Segmentation dataset excerpts:
•••
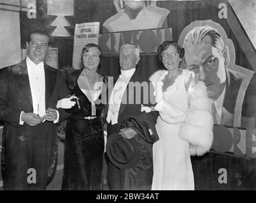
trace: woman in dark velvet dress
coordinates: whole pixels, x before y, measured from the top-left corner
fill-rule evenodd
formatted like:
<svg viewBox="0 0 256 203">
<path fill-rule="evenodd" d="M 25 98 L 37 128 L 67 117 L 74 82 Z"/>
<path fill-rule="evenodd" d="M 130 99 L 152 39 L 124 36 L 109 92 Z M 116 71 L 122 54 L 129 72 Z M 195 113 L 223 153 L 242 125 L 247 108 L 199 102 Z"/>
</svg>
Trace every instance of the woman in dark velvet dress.
<svg viewBox="0 0 256 203">
<path fill-rule="evenodd" d="M 71 94 L 79 99 L 67 110 L 72 115 L 66 125 L 62 190 L 102 190 L 108 82 L 97 71 L 102 57 L 97 45 L 85 45 L 81 56 L 84 68 L 66 74 Z"/>
</svg>

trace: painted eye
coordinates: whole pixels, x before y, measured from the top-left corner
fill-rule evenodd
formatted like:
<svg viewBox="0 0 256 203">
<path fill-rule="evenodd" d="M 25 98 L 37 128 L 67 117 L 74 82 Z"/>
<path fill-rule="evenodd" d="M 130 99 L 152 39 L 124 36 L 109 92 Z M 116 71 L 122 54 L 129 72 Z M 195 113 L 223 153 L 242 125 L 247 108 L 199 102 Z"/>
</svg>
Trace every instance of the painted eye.
<svg viewBox="0 0 256 203">
<path fill-rule="evenodd" d="M 214 57 L 211 57 L 205 62 L 205 65 L 212 65 L 215 63 L 216 58 Z"/>
<path fill-rule="evenodd" d="M 46 48 L 47 46 L 47 45 L 46 45 L 46 44 L 41 44 L 41 47 L 42 47 L 42 48 Z"/>
</svg>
•••
- What is being asked -
Please write out all of the data above again, requests included but pictures left out, multiplying every number in the answers (the viewBox values and the path coordinates) by 1.25. Round each result to a whole number, with halves rounded up.

- Full answer -
trace: woman in dark velvet dress
coordinates: whole pixels, x before y, measured from the top-left corner
fill-rule evenodd
formatted like:
<svg viewBox="0 0 256 203">
<path fill-rule="evenodd" d="M 25 98 L 37 128 L 67 117 L 74 82 Z"/>
<path fill-rule="evenodd" d="M 130 99 L 152 39 L 124 36 L 109 92 Z M 116 71 L 122 54 L 129 72 Z M 195 113 L 223 153 L 242 125 L 247 108 L 199 102 Z"/>
</svg>
Trace every instance of the woman in dark velvet dress.
<svg viewBox="0 0 320 254">
<path fill-rule="evenodd" d="M 89 118 L 99 124 L 84 138 L 90 144 L 83 156 L 78 238 L 128 238 L 135 103 L 121 89 L 128 71 L 121 56 L 106 56 L 101 70 L 105 85 L 83 93 Z"/>
</svg>

trace: painted eye
coordinates: whole pixels, x before y, measured from the top-left corner
fill-rule evenodd
formatted like:
<svg viewBox="0 0 256 203">
<path fill-rule="evenodd" d="M 25 98 L 37 128 L 67 117 L 74 82 Z"/>
<path fill-rule="evenodd" d="M 130 99 L 152 39 L 124 36 L 109 92 Z M 116 71 L 122 54 L 129 72 Z M 195 113 L 223 153 L 242 125 L 247 108 L 199 102 Z"/>
</svg>
Trace every instance of the painted eye.
<svg viewBox="0 0 320 254">
<path fill-rule="evenodd" d="M 268 71 L 264 71 L 256 78 L 256 81 L 265 81 L 269 79 L 270 73 Z"/>
<path fill-rule="evenodd" d="M 58 60 L 59 58 L 59 56 L 58 56 L 58 55 L 51 55 L 51 59 L 53 59 L 53 60 Z"/>
</svg>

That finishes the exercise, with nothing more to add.